#### 提供された抜粋

説明

化粧料の成型装置および成型方法

【課題】化粧料の容器中にある中皿に化粧料の一部を装填するに際し、当該中皿の奥まで装填することができるようにする。
【解決手段】当該成型装置1に対する装填部3aの相対位置を変えることにより、装填部3aが中皿に装填される際に容器の一部と当該成型装置1の一部とが干渉するのを回避可能とした段部8が形成されている。当該成型装置1は、装填部3a以外の少なくとも一部を成型する第1の金型4と、該第1の金型4に着脱可能であり化粧料3のうち少なくとも装填部3aを成型する第2の金型5と、第1の金型4と化粧料3との間に設けられる弾性を有するモールド6からなることが好ましい。

【発明の詳細な説明】
【技術分野】
【0001】
本発明は、化粧料の成型装置および成型方法に関する。さらに詳述すると、本発明は口紅等の棒状化粧料を成型する装置の構造の改良、さらにはこの成型装置を用いた成型方法に関する。
【背景技術】
【0002】
口紅など成型した化粧料の一部を容器内の中皿に取り付けて出し入れ可能とし、例えばダイヤルを回すことによって当該容器からの突出量を調整できるようにした化粧品が知られている。
【0003】
従来、このような化粧料を所定の形状(例えば棒状ないしはスティック状)に成型するための手法としては、金型(メタルモールド)を使って行う成型手法が多く利用されている。この場合、当該金型内に形成されたキャビティに溶融状態の化粧料を充填し、固化させることによって所定形状となった化粧料を得る(例えば、特許文献1参照)。

########
#### 提供資料

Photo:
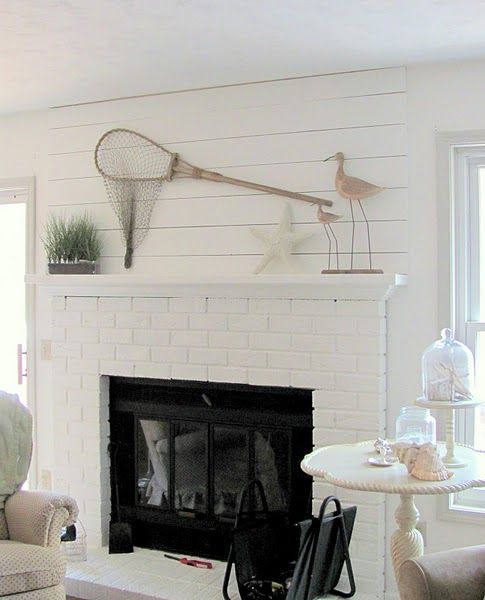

########

§ 実施事項
a - 化粧料の成型装置に関する抜粋に基づき、段部8が形成されている目的を1～3文で説明せよ。
b - 化粧料の成型装置に関する抜粋を、最後の段落に続けて書き進めよ。

§ 回答内容
a - 段部8は、成型装置1に対する装填部3aの相対位置を変えるためのものである。これにより、装填部3aを中皿に装填する際に、容器の一部と成型装置1の一部とが干渉するのを避けられる。その結果、化粧料の一部を中皿の奥まで装填できるようになる。

b -
【特許文献1】特開平8−354号公報
【発明の開示】
【発明が解決しようとする課題】
【0004】
しかしながら、例えば上述のようにして所定形状とした化粧料の一部を中皿に装填する際、構造によっては容器の先端と金型とが干渉してしまい、当該化粧料の一部(例えば本体部以外の部分からなる装填部)を中皿の奥まで装填することができない場合がある。
【0005】
そこで、本発明は、化粧料の容器中にある中皿に化粧料の一部を装填するに際し、当該中皿の奥まで装填することができるようにした化粧料の成型装置および成型方法を提供することを目的とする。
【課題を解決するための手段】
【0006】
かかる課題を解決するべく本発明者は種々の検討を行った。例えば棒状(スティック状)に形成される口紅等の化粧料は、塗りやすさやデザイン等を考慮してその先端が斜めにカットされた形状となっているものが多い。また、例えば口紅を大まかに分類すると、砲弾型と呼ばれるタイプおよびこれより細身のスリム型と呼ばれるタイプの2種類に分けることができるが、このうち特にスリム型の場合には、化粧料自体が細身であっても使用者が塗りやすいように、さらにはデザインも考慮して、当該化粧料の先端形状に合わせて容器の先端をも斜めにカットしている場合がある。
【0007】
また、化粧料の一部を中皿に装填する際には、分離可能なモールドで成型された化粧料のうち細径とされた装填部のモールドを取り外して露出させ、当該装填部が中皿に装填されるように容器を当該化粧料の方へと押し込むという手法が採用されている。ところが、上述したように容器の先端が斜めにカットされた形状になっていると、当該先端部分と他のモールド(例えば下型やラバーモールド)とが干渉してしまう結果、化粧料の装填部を中皿の奥まで装填することが困難となる場合がある。一方で、容器や化粧料自体の先端を斜めにカットすることは上述したような使用者にとっての塗りやすさやデザインの面で重要なものであるから、このような形状であることを前提としつつモールドの構造を改良することにより中皿の奥まで化粧料の一部を装填できるようにすることが好適だと考えられた。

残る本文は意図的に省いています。